◆ Text excerpt
□ □ □ □ □ □ □
Have you ever had a perfect Christmas?
Of course, as a parish pastor I try very hard to make the celebration of Our Lord's birth as special and memorable as possible. The altar guild decorates the nave and chancel with poinsettias and evergreens. We put up the Christmas Tree and light the candles on the Advent Wreath. We plan special choral music to delight the ears of the worshippers who probably won't be with us again until Easter. And yet, something always seems to go a tiny bit askew.
Last year I took it into my head to memorize the Christmas gospel from the second chapter of Luke. Allow me to confess that I had been--in my wild and misspent youth--a Shakespearean actor. I planned to deliver the gospel lesson with full musical accompaniment, using the text from the King James Bible--the language of Shakespeare himself. I was certain that my stirring recitation would transport the congregation to the lowly stable in Bethlehem on the wings of histrionic revery.
□ □ □ □ □ □ □
◆ Provided information
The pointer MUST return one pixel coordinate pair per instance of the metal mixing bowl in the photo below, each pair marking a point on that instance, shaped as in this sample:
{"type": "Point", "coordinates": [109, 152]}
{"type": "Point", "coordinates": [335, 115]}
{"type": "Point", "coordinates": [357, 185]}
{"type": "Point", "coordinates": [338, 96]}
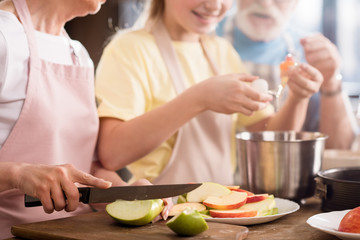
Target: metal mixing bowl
{"type": "Point", "coordinates": [280, 163]}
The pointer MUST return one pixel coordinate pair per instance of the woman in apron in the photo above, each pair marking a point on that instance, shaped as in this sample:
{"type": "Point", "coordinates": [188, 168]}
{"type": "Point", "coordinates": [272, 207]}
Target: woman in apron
{"type": "Point", "coordinates": [48, 118]}
{"type": "Point", "coordinates": [171, 100]}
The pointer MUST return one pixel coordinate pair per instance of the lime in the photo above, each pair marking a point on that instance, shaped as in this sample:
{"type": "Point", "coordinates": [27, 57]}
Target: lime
{"type": "Point", "coordinates": [188, 223]}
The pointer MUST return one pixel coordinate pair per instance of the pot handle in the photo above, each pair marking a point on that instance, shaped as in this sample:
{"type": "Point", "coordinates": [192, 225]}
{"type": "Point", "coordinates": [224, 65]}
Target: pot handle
{"type": "Point", "coordinates": [321, 189]}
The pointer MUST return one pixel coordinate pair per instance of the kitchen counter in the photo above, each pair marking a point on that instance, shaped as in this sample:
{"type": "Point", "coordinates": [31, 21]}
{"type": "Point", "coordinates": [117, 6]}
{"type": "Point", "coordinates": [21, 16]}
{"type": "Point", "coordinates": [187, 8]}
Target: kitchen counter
{"type": "Point", "coordinates": [292, 226]}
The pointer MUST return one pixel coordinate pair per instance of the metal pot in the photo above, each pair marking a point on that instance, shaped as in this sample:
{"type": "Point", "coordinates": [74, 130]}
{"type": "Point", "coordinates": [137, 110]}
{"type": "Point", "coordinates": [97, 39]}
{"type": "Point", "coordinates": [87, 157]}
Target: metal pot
{"type": "Point", "coordinates": [280, 163]}
{"type": "Point", "coordinates": [339, 188]}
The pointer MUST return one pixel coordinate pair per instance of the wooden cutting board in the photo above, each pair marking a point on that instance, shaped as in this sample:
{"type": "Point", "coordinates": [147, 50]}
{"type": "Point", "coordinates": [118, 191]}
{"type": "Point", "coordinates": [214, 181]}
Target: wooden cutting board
{"type": "Point", "coordinates": [101, 226]}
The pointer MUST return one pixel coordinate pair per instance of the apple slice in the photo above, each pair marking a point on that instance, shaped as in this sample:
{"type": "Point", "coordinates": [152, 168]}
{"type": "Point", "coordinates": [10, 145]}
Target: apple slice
{"type": "Point", "coordinates": [205, 190]}
{"type": "Point", "coordinates": [135, 213]}
{"type": "Point", "coordinates": [178, 208]}
{"type": "Point", "coordinates": [236, 213]}
{"type": "Point", "coordinates": [257, 198]}
{"type": "Point", "coordinates": [243, 190]}
{"type": "Point", "coordinates": [188, 223]}
{"type": "Point", "coordinates": [233, 187]}
{"type": "Point", "coordinates": [232, 200]}
{"type": "Point", "coordinates": [351, 221]}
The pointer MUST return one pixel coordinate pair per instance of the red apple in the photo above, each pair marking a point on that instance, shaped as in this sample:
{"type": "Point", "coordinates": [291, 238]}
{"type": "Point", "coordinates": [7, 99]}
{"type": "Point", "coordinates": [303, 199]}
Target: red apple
{"type": "Point", "coordinates": [242, 190]}
{"type": "Point", "coordinates": [233, 187]}
{"type": "Point", "coordinates": [205, 190]}
{"type": "Point", "coordinates": [236, 213]}
{"type": "Point", "coordinates": [351, 221]}
{"type": "Point", "coordinates": [257, 198]}
{"type": "Point", "coordinates": [232, 200]}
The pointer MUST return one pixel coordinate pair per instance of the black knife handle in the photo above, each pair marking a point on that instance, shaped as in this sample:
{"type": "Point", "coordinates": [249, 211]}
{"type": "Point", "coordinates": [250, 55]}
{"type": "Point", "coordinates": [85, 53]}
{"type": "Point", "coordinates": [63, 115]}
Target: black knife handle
{"type": "Point", "coordinates": [35, 202]}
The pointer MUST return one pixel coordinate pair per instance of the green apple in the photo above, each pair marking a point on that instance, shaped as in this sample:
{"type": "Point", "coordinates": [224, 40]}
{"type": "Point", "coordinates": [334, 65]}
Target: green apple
{"type": "Point", "coordinates": [178, 208]}
{"type": "Point", "coordinates": [264, 207]}
{"type": "Point", "coordinates": [206, 190]}
{"type": "Point", "coordinates": [188, 223]}
{"type": "Point", "coordinates": [135, 213]}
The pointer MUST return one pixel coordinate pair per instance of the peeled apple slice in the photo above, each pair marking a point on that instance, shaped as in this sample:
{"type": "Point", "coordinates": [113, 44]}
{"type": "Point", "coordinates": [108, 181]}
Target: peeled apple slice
{"type": "Point", "coordinates": [178, 208]}
{"type": "Point", "coordinates": [188, 223]}
{"type": "Point", "coordinates": [135, 213]}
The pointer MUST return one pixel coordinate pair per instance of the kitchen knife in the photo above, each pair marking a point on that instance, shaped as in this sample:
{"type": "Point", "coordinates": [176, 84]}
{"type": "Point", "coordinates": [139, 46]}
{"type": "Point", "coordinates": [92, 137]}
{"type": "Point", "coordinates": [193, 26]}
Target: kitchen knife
{"type": "Point", "coordinates": [143, 192]}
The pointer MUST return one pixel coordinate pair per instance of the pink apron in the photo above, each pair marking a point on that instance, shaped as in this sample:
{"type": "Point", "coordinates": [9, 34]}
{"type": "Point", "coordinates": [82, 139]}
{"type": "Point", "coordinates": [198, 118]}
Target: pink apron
{"type": "Point", "coordinates": [202, 151]}
{"type": "Point", "coordinates": [58, 124]}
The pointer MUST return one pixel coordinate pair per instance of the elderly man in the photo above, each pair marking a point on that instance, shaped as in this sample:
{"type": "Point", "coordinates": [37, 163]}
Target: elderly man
{"type": "Point", "coordinates": [260, 33]}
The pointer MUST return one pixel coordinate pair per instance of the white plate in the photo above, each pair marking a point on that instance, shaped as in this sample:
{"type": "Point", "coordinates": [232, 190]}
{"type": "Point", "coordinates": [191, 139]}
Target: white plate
{"type": "Point", "coordinates": [285, 207]}
{"type": "Point", "coordinates": [329, 223]}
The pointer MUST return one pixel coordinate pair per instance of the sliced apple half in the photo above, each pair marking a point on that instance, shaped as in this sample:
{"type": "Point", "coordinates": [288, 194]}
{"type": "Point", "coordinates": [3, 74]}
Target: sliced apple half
{"type": "Point", "coordinates": [257, 198]}
{"type": "Point", "coordinates": [178, 208]}
{"type": "Point", "coordinates": [236, 213]}
{"type": "Point", "coordinates": [243, 190]}
{"type": "Point", "coordinates": [188, 223]}
{"type": "Point", "coordinates": [232, 200]}
{"type": "Point", "coordinates": [205, 190]}
{"type": "Point", "coordinates": [135, 213]}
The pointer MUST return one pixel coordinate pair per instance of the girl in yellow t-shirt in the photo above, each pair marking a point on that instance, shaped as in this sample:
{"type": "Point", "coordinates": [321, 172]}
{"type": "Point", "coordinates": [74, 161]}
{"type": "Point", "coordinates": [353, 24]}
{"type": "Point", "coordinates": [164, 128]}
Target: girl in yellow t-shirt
{"type": "Point", "coordinates": [171, 97]}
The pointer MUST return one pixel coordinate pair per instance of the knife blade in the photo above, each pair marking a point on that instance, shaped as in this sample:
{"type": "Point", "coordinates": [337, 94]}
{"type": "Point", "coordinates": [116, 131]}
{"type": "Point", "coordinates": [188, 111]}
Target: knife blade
{"type": "Point", "coordinates": [143, 192]}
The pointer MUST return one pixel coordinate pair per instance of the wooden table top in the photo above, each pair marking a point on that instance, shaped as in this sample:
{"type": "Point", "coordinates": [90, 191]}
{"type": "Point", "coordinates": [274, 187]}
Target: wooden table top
{"type": "Point", "coordinates": [292, 226]}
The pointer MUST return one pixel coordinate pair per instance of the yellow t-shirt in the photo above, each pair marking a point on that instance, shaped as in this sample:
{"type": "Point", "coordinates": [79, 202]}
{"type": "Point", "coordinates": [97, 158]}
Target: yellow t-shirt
{"type": "Point", "coordinates": [132, 79]}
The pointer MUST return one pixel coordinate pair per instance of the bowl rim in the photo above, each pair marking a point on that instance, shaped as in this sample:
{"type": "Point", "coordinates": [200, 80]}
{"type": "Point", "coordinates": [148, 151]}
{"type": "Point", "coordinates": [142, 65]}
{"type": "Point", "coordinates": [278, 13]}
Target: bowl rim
{"type": "Point", "coordinates": [322, 174]}
{"type": "Point", "coordinates": [318, 136]}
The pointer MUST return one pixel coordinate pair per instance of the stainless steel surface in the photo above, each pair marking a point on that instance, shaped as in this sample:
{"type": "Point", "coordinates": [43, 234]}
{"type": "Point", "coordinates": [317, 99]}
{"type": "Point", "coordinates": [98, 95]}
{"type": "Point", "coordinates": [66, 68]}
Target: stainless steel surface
{"type": "Point", "coordinates": [140, 192]}
{"type": "Point", "coordinates": [97, 195]}
{"type": "Point", "coordinates": [280, 163]}
{"type": "Point", "coordinates": [339, 188]}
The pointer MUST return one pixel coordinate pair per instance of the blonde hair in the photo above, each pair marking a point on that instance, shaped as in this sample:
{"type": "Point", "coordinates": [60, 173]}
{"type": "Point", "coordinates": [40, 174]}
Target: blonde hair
{"type": "Point", "coordinates": [153, 11]}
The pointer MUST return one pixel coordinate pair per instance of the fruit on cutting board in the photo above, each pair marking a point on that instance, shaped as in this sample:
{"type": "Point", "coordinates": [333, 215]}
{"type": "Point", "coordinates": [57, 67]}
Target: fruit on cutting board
{"type": "Point", "coordinates": [178, 208]}
{"type": "Point", "coordinates": [351, 221]}
{"type": "Point", "coordinates": [188, 223]}
{"type": "Point", "coordinates": [205, 190]}
{"type": "Point", "coordinates": [231, 200]}
{"type": "Point", "coordinates": [135, 213]}
{"type": "Point", "coordinates": [228, 201]}
{"type": "Point", "coordinates": [264, 207]}
{"type": "Point", "coordinates": [243, 190]}
{"type": "Point", "coordinates": [235, 213]}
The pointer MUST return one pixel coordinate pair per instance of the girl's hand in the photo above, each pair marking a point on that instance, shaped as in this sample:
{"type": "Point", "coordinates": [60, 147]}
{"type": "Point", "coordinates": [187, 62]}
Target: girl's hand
{"type": "Point", "coordinates": [304, 81]}
{"type": "Point", "coordinates": [322, 54]}
{"type": "Point", "coordinates": [230, 94]}
{"type": "Point", "coordinates": [49, 182]}
{"type": "Point", "coordinates": [168, 204]}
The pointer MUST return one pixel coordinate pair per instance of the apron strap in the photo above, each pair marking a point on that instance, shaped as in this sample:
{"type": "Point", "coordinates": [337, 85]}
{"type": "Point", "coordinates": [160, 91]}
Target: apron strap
{"type": "Point", "coordinates": [168, 53]}
{"type": "Point", "coordinates": [25, 18]}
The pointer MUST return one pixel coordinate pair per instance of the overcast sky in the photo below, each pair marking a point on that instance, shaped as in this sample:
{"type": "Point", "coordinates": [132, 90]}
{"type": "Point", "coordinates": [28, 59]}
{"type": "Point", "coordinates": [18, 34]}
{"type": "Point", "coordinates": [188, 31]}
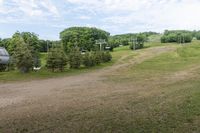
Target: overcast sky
{"type": "Point", "coordinates": [48, 18]}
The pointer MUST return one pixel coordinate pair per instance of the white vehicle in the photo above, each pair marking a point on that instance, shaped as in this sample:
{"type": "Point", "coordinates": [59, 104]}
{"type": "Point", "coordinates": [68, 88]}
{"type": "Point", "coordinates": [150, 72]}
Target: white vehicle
{"type": "Point", "coordinates": [4, 56]}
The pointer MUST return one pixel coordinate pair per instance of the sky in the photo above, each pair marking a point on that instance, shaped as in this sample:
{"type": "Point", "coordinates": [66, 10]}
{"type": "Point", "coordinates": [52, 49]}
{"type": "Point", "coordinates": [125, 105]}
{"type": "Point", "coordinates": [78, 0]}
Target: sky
{"type": "Point", "coordinates": [48, 18]}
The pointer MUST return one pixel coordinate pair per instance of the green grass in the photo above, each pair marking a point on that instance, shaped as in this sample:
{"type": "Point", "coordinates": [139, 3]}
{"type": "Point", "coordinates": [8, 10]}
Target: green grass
{"type": "Point", "coordinates": [143, 98]}
{"type": "Point", "coordinates": [44, 73]}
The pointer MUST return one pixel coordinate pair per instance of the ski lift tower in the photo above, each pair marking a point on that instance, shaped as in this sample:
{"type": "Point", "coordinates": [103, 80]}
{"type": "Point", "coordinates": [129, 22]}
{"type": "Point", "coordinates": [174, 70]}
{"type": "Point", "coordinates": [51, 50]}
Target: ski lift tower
{"type": "Point", "coordinates": [100, 42]}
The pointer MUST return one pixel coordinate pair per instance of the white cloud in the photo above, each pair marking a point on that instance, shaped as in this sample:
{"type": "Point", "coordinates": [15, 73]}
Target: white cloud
{"type": "Point", "coordinates": [152, 14]}
{"type": "Point", "coordinates": [27, 10]}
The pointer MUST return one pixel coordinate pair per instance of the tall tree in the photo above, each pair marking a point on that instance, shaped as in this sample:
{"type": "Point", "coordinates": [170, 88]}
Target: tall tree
{"type": "Point", "coordinates": [82, 37]}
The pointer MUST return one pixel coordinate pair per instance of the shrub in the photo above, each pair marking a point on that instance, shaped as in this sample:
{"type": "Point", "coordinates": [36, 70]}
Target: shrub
{"type": "Point", "coordinates": [88, 60]}
{"type": "Point", "coordinates": [75, 58]}
{"type": "Point", "coordinates": [106, 57]}
{"type": "Point", "coordinates": [97, 57]}
{"type": "Point", "coordinates": [3, 67]}
{"type": "Point", "coordinates": [23, 58]}
{"type": "Point", "coordinates": [56, 59]}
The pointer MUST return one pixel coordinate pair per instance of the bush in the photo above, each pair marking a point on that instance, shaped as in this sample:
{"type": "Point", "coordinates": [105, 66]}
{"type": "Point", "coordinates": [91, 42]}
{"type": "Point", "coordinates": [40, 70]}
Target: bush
{"type": "Point", "coordinates": [106, 57]}
{"type": "Point", "coordinates": [97, 57]}
{"type": "Point", "coordinates": [23, 58]}
{"type": "Point", "coordinates": [3, 67]}
{"type": "Point", "coordinates": [88, 60]}
{"type": "Point", "coordinates": [56, 59]}
{"type": "Point", "coordinates": [75, 58]}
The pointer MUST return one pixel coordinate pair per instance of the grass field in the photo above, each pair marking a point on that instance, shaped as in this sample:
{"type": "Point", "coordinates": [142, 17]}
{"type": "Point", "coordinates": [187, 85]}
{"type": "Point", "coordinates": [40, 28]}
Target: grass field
{"type": "Point", "coordinates": [159, 94]}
□ □ □ □ □ □ □
◆ Given instruction
Extract the stretch of the Christmas passage from "Of course, as" through "tiny bit askew." and reproduce it word for word.

◆ Correct response
Of course, as a parish pastor I try very hard to make the celebration of Our Lord's birth as special and memorable as possible. The altar guild decorates the nave and chancel with poinsettias and evergreens. We put up the Christmas Tree and light the candles on the Advent Wreath. We plan special choral music to delight the ears of the worshippers who probably won't be with us again until Easter. And yet, something always seems to go a tiny bit askew.